**СПИСОК ЗАДАЧ**
(a) Отфильтруйте строки ниже: выпишите каждую, где встречается слово «pole».
(b) Допишите дальше отрывок о русских иконописцах и книжниках, начав сразу после его последнего предложения.

**ОТРЫВОК ДЛЯ ЧТЕНИЯ**

○ ○ ○ ○ ○

Но ярких талантов на Руси в эту эпоху проявилось ничуть не меньше, чем в итальянском «возрождении»! Св. Епифаний Премудрый, Софроний Рязанец, преподобный Андрей Рублев, Феофан Грек, Симеон Черный, старец Прохор Городецкий, Даниил Черный, Дионисий, Феодосий Изограф, Прокопий Тверской, преподобные Стефан Пермский, Кирилл Белозерский, Иосиф Волоцкий, Ефросин, Родион Кожух, Геннадий Новгородский, инок Филофей… И если мы с вами плохо знаем о них, то это не их, а наша вина. Хотя выражались их таланты по-своему, по-русски.
Европейские художники пошли, в общем-то, по прямолинейному пути – нацеливались на примитивное подражание естеству. Вдохновлялись телами девиц или юношей, с которыми обычно сожительствовали, старались поближе к натуре передать изображение их лиц или прелестей. Исследователи уже отметили закономерность, что на «мадонн» итальянских мастеров можно любоваться, но молиться на них невозможно. Они для молитв не предназначались.
Русские мастера писали не картины, а иконы. Это куда более сложное искусство. Создавали символы, помогающие человеку настроиться для молитвы и раскрыть душу перед Господом. Иконописец отрешался от всего земного. Подолгу постился, молился, искал вдохновения не в земных соблазнах, а свыше. Св. Андрей Рублев не мог жить без икон. В праздники и по воскресеньям трудиться не полагалось, но он все равно приходил в мастерскую и смотрел на них. Даже незавершенные работы воспринимал не как произведение собственных рук, а именно как иконы, обращался к ним с мысленной молитвой. А в результате рождались боговдохновенные «Спас», «Апостол Павел», «Архангел Михаил», знаменитая Троица. Рождались непревзойденные росписи храмов и соборов.
Русские писатели не сочиняли вычурных стихов в честь любимых женщин, напыщенных восхвалений правителям, не блистали легкомысленными «декамеронами». Пожалуй, для них было бы и непонятным растрачивать способности на столь мелкие цели. Они тоже стремились к фундаментальному, вечному. Изпод их перьев появлялись летописные своды, жития святых, «Задонщина» и целый цикл сказаний о Мамаевом побоище, исторические повести о нашествиях Арапши, Едигея, о стоянии на Угре.

○ ○ ○ ○ ○

Строки из набора данных:
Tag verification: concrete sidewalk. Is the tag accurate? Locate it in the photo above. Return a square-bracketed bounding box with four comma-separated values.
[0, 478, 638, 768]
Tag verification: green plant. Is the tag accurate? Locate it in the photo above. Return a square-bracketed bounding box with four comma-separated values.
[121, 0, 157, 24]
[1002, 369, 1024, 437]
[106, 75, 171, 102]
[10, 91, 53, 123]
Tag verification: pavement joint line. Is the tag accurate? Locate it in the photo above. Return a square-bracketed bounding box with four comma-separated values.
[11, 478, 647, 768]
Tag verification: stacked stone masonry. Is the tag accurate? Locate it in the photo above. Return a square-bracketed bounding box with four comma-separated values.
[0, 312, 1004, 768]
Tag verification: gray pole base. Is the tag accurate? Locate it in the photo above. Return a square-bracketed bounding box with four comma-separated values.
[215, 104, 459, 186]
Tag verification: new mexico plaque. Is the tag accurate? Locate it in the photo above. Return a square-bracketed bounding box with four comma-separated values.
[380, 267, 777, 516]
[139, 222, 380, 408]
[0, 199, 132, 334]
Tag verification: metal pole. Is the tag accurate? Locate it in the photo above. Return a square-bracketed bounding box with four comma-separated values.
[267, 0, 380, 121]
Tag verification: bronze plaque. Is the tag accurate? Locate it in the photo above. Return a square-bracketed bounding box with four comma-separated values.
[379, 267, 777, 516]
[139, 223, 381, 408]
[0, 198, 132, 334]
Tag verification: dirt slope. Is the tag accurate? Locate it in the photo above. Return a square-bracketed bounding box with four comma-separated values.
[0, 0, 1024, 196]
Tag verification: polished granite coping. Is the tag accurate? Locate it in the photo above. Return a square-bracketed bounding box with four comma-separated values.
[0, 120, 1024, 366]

○ ○ ○ ○ ○

**ОТВЕТЫ ПО ЗАДАЧАМ**
(a)
Tag verification: gray pole base. Is the tag accurate? Locate it in the photo above. Return a square-bracketed bounding box with four comma-separated values.
Tag verification: metal pole. Is the tag accurate? Locate it in the photo above. Return a square-bracketed bounding box with four comma-separated values.

(b)
А св. Стефан Пермский, весьма ученый монах, выбрал для себя особое служение. Изучил язык пермяков, составил для них грамоту, перевел Священное Писание и отправился к ним один, без воинских дружин, без оружия. Проповедовал среди пермяков, обучал их грамоте, отвратил их от язычества. Устроил училища, начал готовить священников из самих пермяков, стал их первым епископом. Обширная Пермская земля приросла к Руси без войн, без насилий, только трудами подвижника и силой Божьего Слова!
Были и выдающиеся мыслители – митрополит Фотий, преподобные Кирилл Белозерский, Иосиф Волоцкий, архиепископ Новгородский Геннадий, псковский инок Филофей. Отставали чистоту христианской веры, боролись с ересями, закладывали духовные основы самодержавной власти. Как видим, сама направленность отечественной культуры в корне отличалась от западной. Но она была близка и понятна тогдашним людям, полностью соответствовала их образу жизни. Суровые условия и постоянные опасности приучали бережно относиться к вере. Слишком часто приходилось осознавать: без Бога человек – ничто. Земное не мыслилось без Небесного, а Небесное виделось светлым и совершенным продолжением земного. Два мира не отрывались друг от друга, они постоянно и тесно соприкасались. Русские ощущали это и стремились к вечному идеалу. Вера оберегала и поддерживала, но она же становилась смыслом всей жизни. А общий для каждого смысл сплачивал народ, государство.
Впрочем, русские не пренебрегали и достижениями Запада. Зачем пренебрегать, если может быть полезным? Иван III и его сын Василий III стали приглашать итальянских специалистов. Но они и сами потянулись на Русь, переезжали насовсем, с семьями, учениками – жизнь здесь была куда надежнее и безопаснее, чем на родине. При московском дворе собралась целая плеяда талантов «Возрождения»: Аристотель Фиораванти, Антонио Джиларди, Марко Фрязин, Пьетро Антонио Солари и др. Их способности нашли приложение в строительстве великолепного ансамбля московского Кремля.
Но при этом государи не отступали от родных традиций. Успенский собор и другие шедевры зодчества возводились с помощью итальянских технологий, и, тем не менее, остались православными, русскими. Да и отечественные мастера проявили себя достаточно квалифицированными. Наряду с итальянцами в возведении Кремля участвовали псковские артели. Они с ходу поняли и переняли достижения иноземцев и, например, при строительстве Благовещенского собора умело соединили привычные им приемы с элементами итальянского зодчества.
Кстати, еще один любопытный факт. На Западе именно в эту эпоху, признанную «Возрождением», жили многие «черные» персонажи сказок и легенд. Во Франции наделал шума суд над прототипом «Синей Бороды», алхимиком бароном Жилем де Рец, приносившим в жертву детей и женщин. В крестовом походе на турок вместе с немецкими, венгерскими, польскими рыцарями участвовал румынский вероотступник воевода Влад Тепеш, более известный по прозвищу Дракула и отличавшийся дикими зверствами над пленными и собственными подданными.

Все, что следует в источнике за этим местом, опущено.